Records from a point annotation dataset:
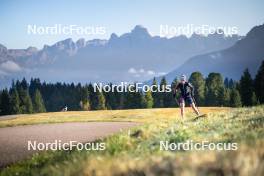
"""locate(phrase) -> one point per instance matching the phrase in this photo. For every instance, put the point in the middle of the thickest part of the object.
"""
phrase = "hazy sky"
(120, 16)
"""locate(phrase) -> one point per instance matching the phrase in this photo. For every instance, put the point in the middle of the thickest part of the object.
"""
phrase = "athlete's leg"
(182, 105)
(195, 109)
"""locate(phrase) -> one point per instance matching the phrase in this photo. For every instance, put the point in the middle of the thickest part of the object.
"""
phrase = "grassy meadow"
(137, 151)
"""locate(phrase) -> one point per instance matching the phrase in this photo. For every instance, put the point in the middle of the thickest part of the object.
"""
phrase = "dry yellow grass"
(135, 115)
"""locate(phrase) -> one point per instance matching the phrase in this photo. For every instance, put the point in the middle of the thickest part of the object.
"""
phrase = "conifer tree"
(259, 83)
(14, 101)
(235, 100)
(246, 88)
(38, 104)
(5, 102)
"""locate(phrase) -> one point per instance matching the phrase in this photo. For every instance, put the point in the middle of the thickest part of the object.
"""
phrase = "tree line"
(36, 96)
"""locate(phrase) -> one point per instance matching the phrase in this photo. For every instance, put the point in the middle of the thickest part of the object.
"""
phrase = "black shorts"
(187, 99)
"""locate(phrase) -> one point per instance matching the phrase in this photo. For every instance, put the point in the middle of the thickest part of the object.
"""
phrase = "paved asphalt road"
(14, 140)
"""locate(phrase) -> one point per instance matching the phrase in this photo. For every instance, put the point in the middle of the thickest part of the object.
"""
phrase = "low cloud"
(10, 67)
(143, 72)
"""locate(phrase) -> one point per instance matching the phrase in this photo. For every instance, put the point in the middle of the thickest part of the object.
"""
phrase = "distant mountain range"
(231, 62)
(133, 56)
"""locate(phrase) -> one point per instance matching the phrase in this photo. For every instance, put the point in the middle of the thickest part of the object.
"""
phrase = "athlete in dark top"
(187, 92)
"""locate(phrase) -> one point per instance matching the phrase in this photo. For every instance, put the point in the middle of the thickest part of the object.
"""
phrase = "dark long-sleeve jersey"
(186, 89)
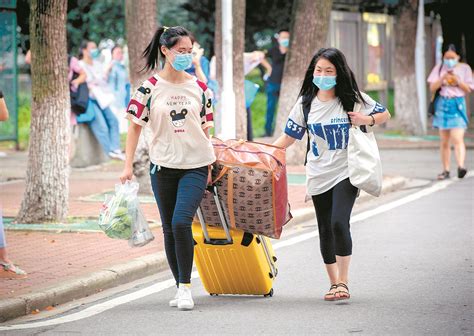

Task statement> Find each line above that contains the word "athlete", and copy those lines out.

Worked answer>
phrase = "athlete's leg"
phrase = "athlete in dark top"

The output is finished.